* [Records provided]
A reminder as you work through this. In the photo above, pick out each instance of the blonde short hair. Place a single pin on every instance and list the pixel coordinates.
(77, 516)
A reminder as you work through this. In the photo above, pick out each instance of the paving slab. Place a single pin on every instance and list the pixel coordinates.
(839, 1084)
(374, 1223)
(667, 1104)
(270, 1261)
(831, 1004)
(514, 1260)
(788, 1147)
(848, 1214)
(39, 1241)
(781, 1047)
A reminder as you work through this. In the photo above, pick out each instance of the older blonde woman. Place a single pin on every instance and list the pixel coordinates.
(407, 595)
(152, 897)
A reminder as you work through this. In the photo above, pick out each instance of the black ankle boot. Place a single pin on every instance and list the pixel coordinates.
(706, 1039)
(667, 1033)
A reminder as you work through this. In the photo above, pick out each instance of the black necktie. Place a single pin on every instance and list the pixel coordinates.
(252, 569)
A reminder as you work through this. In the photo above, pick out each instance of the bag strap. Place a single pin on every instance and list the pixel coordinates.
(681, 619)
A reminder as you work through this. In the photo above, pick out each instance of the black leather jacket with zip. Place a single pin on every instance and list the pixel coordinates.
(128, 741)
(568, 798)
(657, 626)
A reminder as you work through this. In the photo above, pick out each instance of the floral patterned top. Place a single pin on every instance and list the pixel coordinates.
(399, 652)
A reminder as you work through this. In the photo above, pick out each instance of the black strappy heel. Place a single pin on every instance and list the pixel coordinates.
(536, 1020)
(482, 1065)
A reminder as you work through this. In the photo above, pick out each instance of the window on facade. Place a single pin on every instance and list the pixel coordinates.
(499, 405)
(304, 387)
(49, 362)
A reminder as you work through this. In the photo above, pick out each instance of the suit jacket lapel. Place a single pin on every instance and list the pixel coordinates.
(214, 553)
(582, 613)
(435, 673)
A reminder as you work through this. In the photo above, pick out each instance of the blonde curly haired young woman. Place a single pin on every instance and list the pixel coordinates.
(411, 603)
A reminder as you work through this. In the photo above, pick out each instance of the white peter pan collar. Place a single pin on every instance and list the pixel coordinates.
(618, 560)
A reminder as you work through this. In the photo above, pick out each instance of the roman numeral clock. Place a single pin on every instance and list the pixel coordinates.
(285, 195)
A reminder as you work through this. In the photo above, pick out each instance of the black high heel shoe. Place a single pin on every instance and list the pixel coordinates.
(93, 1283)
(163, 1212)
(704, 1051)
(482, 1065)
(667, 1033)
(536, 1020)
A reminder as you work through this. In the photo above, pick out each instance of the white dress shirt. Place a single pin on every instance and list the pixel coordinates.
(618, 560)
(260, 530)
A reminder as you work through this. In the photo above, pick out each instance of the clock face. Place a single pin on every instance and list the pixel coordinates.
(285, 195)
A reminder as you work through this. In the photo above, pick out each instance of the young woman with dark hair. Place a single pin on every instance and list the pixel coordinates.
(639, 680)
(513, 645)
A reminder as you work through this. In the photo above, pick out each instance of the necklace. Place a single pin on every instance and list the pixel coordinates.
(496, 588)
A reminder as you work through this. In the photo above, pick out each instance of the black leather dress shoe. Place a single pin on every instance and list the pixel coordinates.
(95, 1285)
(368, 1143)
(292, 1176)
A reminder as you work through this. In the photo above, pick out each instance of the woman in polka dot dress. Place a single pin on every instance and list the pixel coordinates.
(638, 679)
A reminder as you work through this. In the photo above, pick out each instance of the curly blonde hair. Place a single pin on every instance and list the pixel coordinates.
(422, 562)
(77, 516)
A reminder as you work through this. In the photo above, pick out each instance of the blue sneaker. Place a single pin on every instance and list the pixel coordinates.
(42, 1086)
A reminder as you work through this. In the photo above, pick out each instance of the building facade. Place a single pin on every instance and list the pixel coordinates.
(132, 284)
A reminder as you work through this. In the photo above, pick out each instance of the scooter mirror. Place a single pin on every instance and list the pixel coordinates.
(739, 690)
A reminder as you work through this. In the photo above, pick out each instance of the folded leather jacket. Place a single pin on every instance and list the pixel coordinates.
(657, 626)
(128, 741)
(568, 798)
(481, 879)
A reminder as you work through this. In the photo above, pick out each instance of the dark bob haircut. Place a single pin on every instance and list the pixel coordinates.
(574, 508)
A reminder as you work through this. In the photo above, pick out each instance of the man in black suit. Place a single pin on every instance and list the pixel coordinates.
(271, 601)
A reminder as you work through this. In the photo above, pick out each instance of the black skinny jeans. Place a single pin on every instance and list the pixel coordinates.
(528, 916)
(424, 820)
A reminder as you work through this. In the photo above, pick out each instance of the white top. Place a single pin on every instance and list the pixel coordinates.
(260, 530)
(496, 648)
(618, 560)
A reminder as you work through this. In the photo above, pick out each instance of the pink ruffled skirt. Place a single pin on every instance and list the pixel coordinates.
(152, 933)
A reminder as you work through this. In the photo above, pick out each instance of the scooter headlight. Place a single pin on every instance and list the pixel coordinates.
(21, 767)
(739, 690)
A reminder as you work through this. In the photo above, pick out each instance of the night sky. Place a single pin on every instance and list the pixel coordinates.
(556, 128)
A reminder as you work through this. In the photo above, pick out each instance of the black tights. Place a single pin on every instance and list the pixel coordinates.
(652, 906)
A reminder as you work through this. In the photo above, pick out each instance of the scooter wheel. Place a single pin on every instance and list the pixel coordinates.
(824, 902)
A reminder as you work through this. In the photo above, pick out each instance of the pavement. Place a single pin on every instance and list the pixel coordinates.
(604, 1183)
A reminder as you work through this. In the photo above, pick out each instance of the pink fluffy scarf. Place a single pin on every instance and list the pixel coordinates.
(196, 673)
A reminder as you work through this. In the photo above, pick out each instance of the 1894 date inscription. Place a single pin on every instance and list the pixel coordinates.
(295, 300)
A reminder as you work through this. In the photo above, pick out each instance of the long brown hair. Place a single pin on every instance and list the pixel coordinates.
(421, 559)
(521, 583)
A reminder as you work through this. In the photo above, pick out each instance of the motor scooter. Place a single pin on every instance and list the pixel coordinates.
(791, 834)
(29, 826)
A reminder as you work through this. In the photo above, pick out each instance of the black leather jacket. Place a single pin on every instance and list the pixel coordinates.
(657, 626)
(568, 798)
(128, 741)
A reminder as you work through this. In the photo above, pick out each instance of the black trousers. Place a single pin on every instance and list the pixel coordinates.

* [Objective] Reproduce all of the records above line for line, with no change to any word, number or mark of punctuation.

* [Expected output]
A reminder as you work through this. In the photo above, pick out each instance of the blonde short hair. Place a single pin on every instance and list the pixel coordinates.
(77, 516)
A reminder as you work through this. In the photo above, pick out each instance of the paving slab. Place a single pin on every instance and list the pixel coordinates.
(839, 1084)
(374, 1223)
(667, 1104)
(270, 1261)
(831, 1004)
(514, 1260)
(788, 1147)
(848, 1214)
(39, 1241)
(781, 1047)
A reminder as you work through this. In the photo above, pick out each instance of the older blonde woman. Place a single pin on every instance and list the pixel coordinates.
(407, 595)
(152, 897)
A reminder as you work through this. In the photo above, pick out each instance of the black ankle boot. Place a single pin on every instance and list the pixel coordinates.
(706, 1039)
(667, 1033)
A reminder as you work through this. In the photo above, pick out each instance of the black necktie. Place a single pin on every instance and list the pixel coordinates.
(252, 569)
A reminder as you work through this. In the photo above, pick out each instance of the bag strap. Place a single pin on every instance and list the pixel coordinates.
(681, 619)
A reminder as you work through this. In the photo above, pick out each instance of the black leather jacket with zip. Place a single pin on every instance and list the pixel coordinates.
(128, 741)
(568, 798)
(657, 626)
A reminder as you work through this. In the photo above, pick out each instance of the floral patterned top. Place a single pin on every instance and list the pixel coordinates.
(399, 652)
A reminder as you work through this. In the photo above, pick out each instance of the black strappy heel. Place a single pin on every instance and list the pixel coordinates.
(536, 1020)
(482, 1065)
A reminder as you work through this. In the photo above, pick out each instance of the window on facade. Place a single pin on every instance and list the pixel coordinates.
(499, 405)
(304, 387)
(49, 362)
A reminder as you work through this. In the photo above, pick out each instance of the suit jacket lapel. Place a single pin on every instance and list the pixel coordinates.
(214, 553)
(582, 613)
(435, 673)
A reminder as you work through this. In the photo above, pick out each instance of the blonde curly haired young woman. Place a single pin on every instance and list the pixel coordinates.
(411, 603)
A reminder as you work through this. In the photo above, pick out each instance of the white peter pan collar. Place a single pin on every instance and list the pixel coordinates.
(618, 560)
A reminder as you work through this. In the photo above, pick out each instance of the roman numeral clock. Place a single pin on every instance and list the pixel coordinates.
(285, 195)
A reminder as you work through this. In the photo above, pick out each instance of the black high heel shoe. Place a single pin on every instance and list the pixel coordinates.
(93, 1283)
(163, 1212)
(704, 1051)
(482, 1065)
(667, 1033)
(536, 1020)
A reminder as you work through this. In the photo above, pick out each instance of the white dress shirt. Place a single pin on every instance and list the pixel coordinates.
(618, 560)
(260, 530)
A reminder as you work through this. In the photo above, pick out each instance of the clock face. Place a single pin on every instance and list the pixel coordinates.
(285, 195)
A reminder as you work through this. In the photo above, pick out each instance of the young woman with dark hair. Place a single pin on every instance and list the pixel coordinates.
(639, 680)
(513, 645)
A reminder as you work through this. In the photo above, pick out each instance of the necklace. Place a single pin on every instance and list the pixel coordinates.
(496, 588)
A reminder as you work through this. In the photo above, pick out each instance of the black leather dress shoe. Place a single pin on every instance and list the pixel coordinates.
(95, 1285)
(368, 1143)
(292, 1176)
A reminder as you work through this. In the photo above, pick out each instance of the woman in polka dot dress. Place a single pin on every instance and list the pixel coordinates.
(638, 679)
A reminder as you work through this. In the photo above, pick out each instance of the curly blonde hair. Place a single pin on every instance and list the pixel coordinates.
(422, 562)
(77, 516)
A reminder as you work through this. In the photo above, pick out each instance of the blue sneaker. Place a single pin on every instance and list the pixel coordinates.
(42, 1086)
A reminder as you work through this. In the photo above, pick out each instance of the building facade. Place a single pin on every instance and list the pixel coordinates.
(132, 284)
A reminder as you work through this. In the photo above, pick out each instance of the scooter mirror. Place a single pin on every instance and list the pixel coordinates.
(739, 690)
A reminder as you work through this. In the photo above, pick out each instance of the folded leather jacket. Place a single pin on every instance and list the pixel coordinates.
(657, 626)
(128, 741)
(568, 798)
(481, 879)
A reminder as you work through this. In the photo above, pick out each instance of the dark bob haircut. Place a single pin on every instance and list the pixel coordinates.
(574, 508)
A reminder as you work through this. In the photo above, pick out each instance of the man in black suit. Place a single pin on every instance and list the pixel coordinates.
(271, 601)
A reminder as you work through this. In the photo above, pick out each instance of the black skinny jeans. Place a single pin on every instance and list the pixel coordinates.
(528, 916)
(424, 820)
A reminder as you work through this. In the photo above, pick out each instance of the white top. Place a single pin on every instance and list the pixel coordinates.
(260, 530)
(496, 648)
(618, 560)
A reminder as you work through this. In the photo above, pick out each instance of the pink ruffled skirt. Place a single pin on every instance and list the pixel coordinates.
(152, 933)
A reminder as you work through this. In the photo above, pick out each instance of the scooter headlight. Place a single pin on every instance and list the pixel coordinates.
(21, 767)
(739, 690)
A reminder as you work through this. In the photo above, pick out each instance of the night sky. Place a single pin on every instance and list the pixel coordinates.
(556, 128)
A reminder as you work through this. In the photo above, pick out each instance of the black tights. Place a single pin on every instance and list the pixel coordinates.
(652, 906)
A reminder as you work through this. In the photo above, pick out each instance of the scooter wheel. Place a single pin on every instance and list the pixel coordinates.
(824, 902)
A reminder as you work through this. In the photo above, pick out each instance of the pavement. Place a single pin on every instance and list the pixel coordinates.
(604, 1183)
A reminder as you work through this. In the photo above, pick out each instance of the pink fluffy scarf. Place a single pin on every instance and list the pixel coordinates.
(196, 673)
A reminder as you work through this. In the photo above, pick out each instance of the 1894 date inscription. Place a single pin on every instance and list the pixel coordinates.
(295, 300)
A reminder as you work through this. In the photo above, pick out each instance of the long brown hair. Place a single pin on every instance and list the pixel coordinates.
(421, 559)
(521, 583)
A reminder as you work through this. In the photo above, pick out each instance of the motor scooter. Place a single pin on every instance and list the pixel coordinates.
(791, 834)
(29, 826)
A reminder as you work through this. In the photo above, pick out each instance of the black leather jacket. Place a single pin on every instance and list the pixel coordinates.
(657, 626)
(568, 798)
(128, 741)
A reminder as you work through this. In the photo above, pick out each instance of the black trousers. Place a single pin on every instance and list the pixel coordinates.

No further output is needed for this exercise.